*** SUPPLIED TEXT Section Begins ***
A senior US Air Force official has sent defense contractors a strongly worded letter over delays to the Vulcan Centaur heavy-lift launch vehicle program – initiated to replace the workhorse Atlas V, which uses Russian-made RD-180 engines. The delay signals the US’s inability even to copy Russian-made equipment, a leading space researcher says.

US Air Force Assistant Secretary Frank Calvelli has sent the heads of Boeing and Lockheed Martin’s United Launch Alliance space divisions an “unusually blunt” appeal highlighting Pentagon concerns over the years-long delays to the Vulcan rocket project.

“I am growing concerned with ULA’s ability to scale manufacturing of its Vulcan rocket and scale its launch cadence to meet our needs. Currently there is military satellite capability sitting on the ground due to Vulcan delays,” Calvelli complained.

“As the owners of ULA, and given the manufacturing prowess of Boeing and Lockheed Martin corporations, I recommend that you work together over the next 90 days to complete an independent review of ULA’s ability to scale its launch cadence to meet” contract requirements, the official urged.

Calvelli expressed concerns about the ULA’s poor flight record to date, pointing out that to meet its contract obligations, it would have to launch 25 missions for the Pentagon by the end of 2027. The alliance, separately bound to launch 38 rockets for Amazon’s Kuiper internet satellite constellation, launched only three missions through 2023.

“Launch is critical to our ability to transform our space architecture. We are counting on Boeing, Lockheed Martin, and the ULA team to be successful in getting critical capabilities into space for our warfighters,” the assistant secretary wrote.

The United Launch Alliance kicked off the Vulcan’s development a decade ago amid a push by Washington to phase out the purchase of Russian-made RD-180 engines used on the Vulcan’s predecessor, the Atlas V, to put satellites into orbit. The Vulcan has a stated launch capacity of 27.2 tons, and an estimated expected cost of $100-$200 million per launch, compared to 8.2-18.85 tons and $1090 million per launch for the Atlas V, depending on variant.
*** SUPPLIED TEXT Section Ends ***
*** EXTRACTED INFORMATION Section Begins ***
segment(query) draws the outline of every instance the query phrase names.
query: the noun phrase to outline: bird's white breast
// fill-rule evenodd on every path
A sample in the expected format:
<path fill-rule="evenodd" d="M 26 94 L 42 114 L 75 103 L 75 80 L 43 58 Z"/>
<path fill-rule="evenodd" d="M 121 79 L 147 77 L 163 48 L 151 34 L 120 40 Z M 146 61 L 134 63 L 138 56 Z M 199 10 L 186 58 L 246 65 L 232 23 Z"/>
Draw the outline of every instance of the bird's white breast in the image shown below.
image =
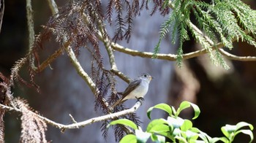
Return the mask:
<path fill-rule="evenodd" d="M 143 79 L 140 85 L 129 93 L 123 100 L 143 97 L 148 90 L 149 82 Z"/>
*** EXTRACTED INFORMATION Section Ends ***
- REQUIRED WORK:
Reproduce word for word the part of the article on Vulcan rocket delays that begins at "Calvelli expressed concerns" and stops after "assistant secretary wrote.".

- ANSWER BOX:
Calvelli expressed concerns about the ULA’s poor flight record to date, pointing out that to meet its contract obligations, it would have to launch 25 missions for the Pentagon by the end of 2027. The alliance, separately bound to launch 38 rockets for Amazon’s Kuiper internet satellite constellation, launched only three missions through 2023.

“Launch is critical to our ability to transform our space architecture. We are counting on Boeing, Lockheed Martin, and the ULA team to be successful in getting critical capabilities into space for our warfighters,” the assistant secretary wrote.